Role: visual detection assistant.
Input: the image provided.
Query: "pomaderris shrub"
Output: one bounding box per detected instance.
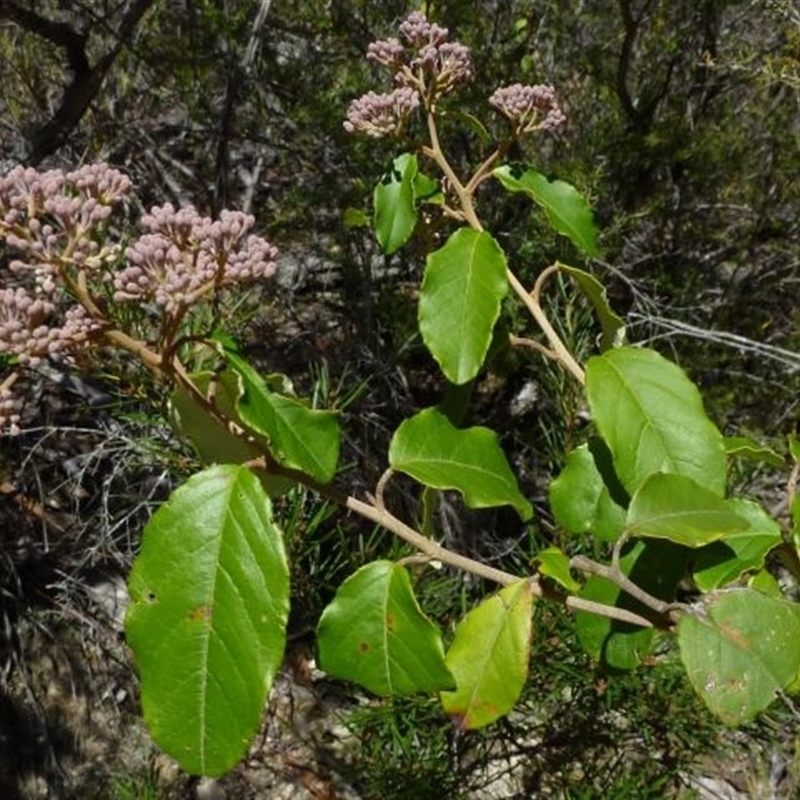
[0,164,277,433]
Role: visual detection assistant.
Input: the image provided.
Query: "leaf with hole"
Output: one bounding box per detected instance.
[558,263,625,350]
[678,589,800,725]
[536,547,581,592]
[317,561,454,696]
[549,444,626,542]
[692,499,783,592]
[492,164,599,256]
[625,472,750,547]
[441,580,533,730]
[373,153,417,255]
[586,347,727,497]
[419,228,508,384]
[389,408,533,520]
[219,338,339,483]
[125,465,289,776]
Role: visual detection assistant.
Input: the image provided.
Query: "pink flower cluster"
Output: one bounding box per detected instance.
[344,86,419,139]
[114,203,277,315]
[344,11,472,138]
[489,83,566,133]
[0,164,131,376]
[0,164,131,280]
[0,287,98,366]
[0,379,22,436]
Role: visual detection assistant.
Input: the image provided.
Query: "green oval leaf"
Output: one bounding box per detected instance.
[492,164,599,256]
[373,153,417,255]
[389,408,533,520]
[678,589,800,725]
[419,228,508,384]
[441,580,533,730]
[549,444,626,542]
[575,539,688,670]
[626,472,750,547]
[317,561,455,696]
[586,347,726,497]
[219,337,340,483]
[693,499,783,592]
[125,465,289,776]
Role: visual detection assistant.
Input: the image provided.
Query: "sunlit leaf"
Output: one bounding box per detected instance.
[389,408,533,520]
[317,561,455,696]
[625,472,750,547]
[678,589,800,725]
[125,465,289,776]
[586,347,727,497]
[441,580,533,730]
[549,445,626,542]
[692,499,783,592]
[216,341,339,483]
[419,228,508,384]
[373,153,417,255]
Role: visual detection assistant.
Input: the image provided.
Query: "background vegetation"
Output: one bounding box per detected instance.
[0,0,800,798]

### Goal
Rewrite all of the entries above, putting "object localization assistant" wherever "visual detection assistant" appears and leaving everything else unchanged. Omit the pictures from your version.

### Answer
Role: object localization assistant.
Input: the image provided.
Query: "pomaderris shrub"
Output: one bounding box per detected instance.
[0,164,277,433]
Role: object localization assistant.
Input: the image provided.
Query: "leaf with hole"
Output: one bounding box per detected instance.
[558,263,625,350]
[678,589,800,725]
[536,547,581,592]
[317,561,454,696]
[549,444,626,542]
[692,499,783,592]
[492,164,599,256]
[625,472,750,547]
[441,580,533,730]
[373,153,417,255]
[586,347,727,497]
[419,228,508,384]
[389,408,533,520]
[219,338,339,483]
[125,465,289,776]
Role: object localization assistant.
Input: the image provided.
Query: "pink flower cluster"
Output: one bounding box per detected instance.
[344,86,419,139]
[114,203,277,315]
[344,11,472,138]
[489,83,566,133]
[0,164,131,376]
[0,164,131,280]
[0,287,98,366]
[0,379,22,436]
Role: object localization assistant.
Input: the image provided.
Query: "green oval leaf"
Output: one bounding box per detected instance.
[492,164,599,256]
[373,153,417,255]
[389,408,533,520]
[678,589,800,725]
[419,228,508,384]
[441,580,533,730]
[549,444,626,542]
[575,539,688,670]
[626,472,750,547]
[317,561,455,696]
[586,347,726,497]
[219,337,340,483]
[693,499,783,592]
[125,465,289,776]
Role: object localization assistant.
Input: the image provided.
Query: "sunlit leaf"
Output: one bounding box per detected instance.
[389,408,533,520]
[317,561,455,696]
[625,472,750,547]
[678,589,800,725]
[125,465,289,776]
[586,347,727,497]
[441,580,533,730]
[549,445,626,542]
[692,499,783,592]
[216,341,339,483]
[419,228,508,384]
[373,153,417,255]
Role: object localization assistant.
Input: the image provided.
Query: "background vegetation"
Output: one bounding box per detected instance.
[0,0,800,798]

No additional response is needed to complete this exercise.